**Prompt**
Please print the rows below again, keeping every line word for word.

**Pointing rows**
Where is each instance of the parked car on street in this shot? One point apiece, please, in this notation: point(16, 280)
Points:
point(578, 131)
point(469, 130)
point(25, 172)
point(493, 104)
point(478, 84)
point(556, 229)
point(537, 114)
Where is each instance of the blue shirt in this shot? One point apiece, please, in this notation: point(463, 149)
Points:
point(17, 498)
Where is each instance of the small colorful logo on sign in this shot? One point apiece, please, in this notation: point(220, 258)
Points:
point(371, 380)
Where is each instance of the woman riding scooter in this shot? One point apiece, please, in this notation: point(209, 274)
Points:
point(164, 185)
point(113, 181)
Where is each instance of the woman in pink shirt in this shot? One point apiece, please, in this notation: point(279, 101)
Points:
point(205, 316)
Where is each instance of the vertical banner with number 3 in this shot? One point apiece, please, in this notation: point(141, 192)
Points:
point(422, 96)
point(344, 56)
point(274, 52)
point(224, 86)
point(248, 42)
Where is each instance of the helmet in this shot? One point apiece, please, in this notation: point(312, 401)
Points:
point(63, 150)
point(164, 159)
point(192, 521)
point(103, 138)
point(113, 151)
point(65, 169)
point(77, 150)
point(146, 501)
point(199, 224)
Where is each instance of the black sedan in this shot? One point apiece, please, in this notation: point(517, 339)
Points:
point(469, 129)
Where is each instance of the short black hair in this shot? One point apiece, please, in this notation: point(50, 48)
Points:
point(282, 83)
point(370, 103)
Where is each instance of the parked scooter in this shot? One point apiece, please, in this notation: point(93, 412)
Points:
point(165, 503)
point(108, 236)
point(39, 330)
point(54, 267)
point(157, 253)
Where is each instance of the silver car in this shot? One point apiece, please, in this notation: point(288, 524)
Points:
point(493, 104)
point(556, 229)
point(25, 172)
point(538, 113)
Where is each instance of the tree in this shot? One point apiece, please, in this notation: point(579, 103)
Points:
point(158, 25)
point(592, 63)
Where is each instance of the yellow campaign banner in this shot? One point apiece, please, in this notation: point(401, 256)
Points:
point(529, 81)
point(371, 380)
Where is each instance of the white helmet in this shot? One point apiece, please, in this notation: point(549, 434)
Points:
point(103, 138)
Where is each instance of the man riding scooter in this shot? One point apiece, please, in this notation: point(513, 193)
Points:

**Expected output**
Where is each instance of the parked car on street in this shot? One point apiece, please, in this notation: point(16, 280)
Points:
point(578, 131)
point(469, 130)
point(25, 172)
point(493, 104)
point(478, 84)
point(556, 229)
point(537, 114)
Where is each instance of the blue shirt in this shot? One point apiece, please, in this notation: point(463, 149)
Points:
point(17, 498)
Where is each instance of the small colorful logo on sign in this shot? One point apiece, please, in this notation: point(220, 258)
Points:
point(371, 380)
Where is each instance of the woman riding scooter in this shot? One point apiece, please, in this notation: point(209, 274)
Points:
point(164, 185)
point(113, 181)
Where is each instance of the woman in pink shirt in this shot? One point apiece, please, in this notation: point(279, 101)
Points:
point(205, 316)
Where is each instance of the vertical banner with number 3 in this shot? One point apiece, please, in this notation: point(141, 192)
Points:
point(422, 96)
point(344, 56)
point(274, 52)
point(224, 86)
point(248, 42)
Where is each instance of the helmet in this shot? One point apiece, please, in this notation: point(312, 401)
Points:
point(63, 150)
point(164, 159)
point(192, 521)
point(103, 138)
point(113, 151)
point(65, 169)
point(77, 150)
point(146, 501)
point(199, 224)
Where is each instance of the black sedan in this shot? One point apiece, please, in this notation: point(517, 339)
Points:
point(469, 129)
Where is each instance of the short black hair in this shot? One point apiece, please, in this notation: point(50, 48)
Points:
point(282, 83)
point(370, 103)
Where is each instance of the parked scooter in this shot? One point apiece, please, in this notation: point(93, 412)
Points:
point(165, 503)
point(108, 236)
point(39, 330)
point(54, 267)
point(157, 253)
Where is each instance of the silver car in this shot? One point apiece, please, in this notation: point(288, 524)
Points:
point(493, 104)
point(556, 229)
point(25, 172)
point(538, 113)
Where is each instance of the tree in this shot? One point apiece, please, in this notation: point(579, 103)
Points:
point(158, 25)
point(592, 63)
Where is each instance of the yellow campaign banner in this shot? One point apiece, please, in this notation: point(401, 256)
Points:
point(529, 81)
point(371, 380)
Where is each instance of the white helmet in this shot? One point apiece, please, in this notation: point(549, 434)
Points:
point(103, 138)
Where is each instance of the man riding scooter in this shot? One point apiece, please, in this notation: point(513, 193)
Points:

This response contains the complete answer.